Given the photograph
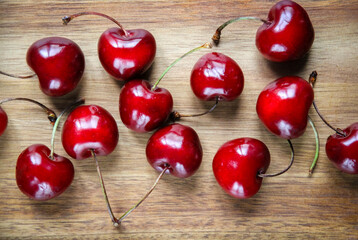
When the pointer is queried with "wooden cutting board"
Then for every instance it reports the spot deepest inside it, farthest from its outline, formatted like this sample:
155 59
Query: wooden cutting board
294 205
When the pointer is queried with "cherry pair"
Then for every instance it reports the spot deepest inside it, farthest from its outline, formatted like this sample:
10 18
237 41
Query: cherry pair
240 164
287 34
215 77
59 62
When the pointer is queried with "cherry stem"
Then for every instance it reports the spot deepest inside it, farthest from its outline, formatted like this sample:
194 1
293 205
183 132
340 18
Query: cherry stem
285 170
206 45
313 165
67 109
67 19
113 218
176 115
146 195
51 115
18 76
312 80
217 35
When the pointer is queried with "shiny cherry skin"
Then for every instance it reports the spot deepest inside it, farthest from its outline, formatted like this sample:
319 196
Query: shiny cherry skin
216 75
126 56
59 64
237 164
42 178
143 109
343 150
283 106
3 121
87 128
287 34
176 146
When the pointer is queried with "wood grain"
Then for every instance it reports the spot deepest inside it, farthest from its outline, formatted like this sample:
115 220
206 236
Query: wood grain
294 205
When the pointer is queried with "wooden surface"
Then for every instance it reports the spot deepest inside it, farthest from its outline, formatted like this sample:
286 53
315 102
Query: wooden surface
294 205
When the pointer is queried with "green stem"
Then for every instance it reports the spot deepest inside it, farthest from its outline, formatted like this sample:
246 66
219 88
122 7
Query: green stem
312 80
286 169
18 76
51 115
149 192
217 35
79 102
67 19
113 218
206 45
313 165
176 115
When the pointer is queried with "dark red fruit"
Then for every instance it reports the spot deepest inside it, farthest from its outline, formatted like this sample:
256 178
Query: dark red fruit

• **Exercise directions**: Please pick out and copy every line in the entries above that contains the word "cutting".

• **Response**:
When the pointer is queried with "wooden cutting board"
Query: wooden cutting board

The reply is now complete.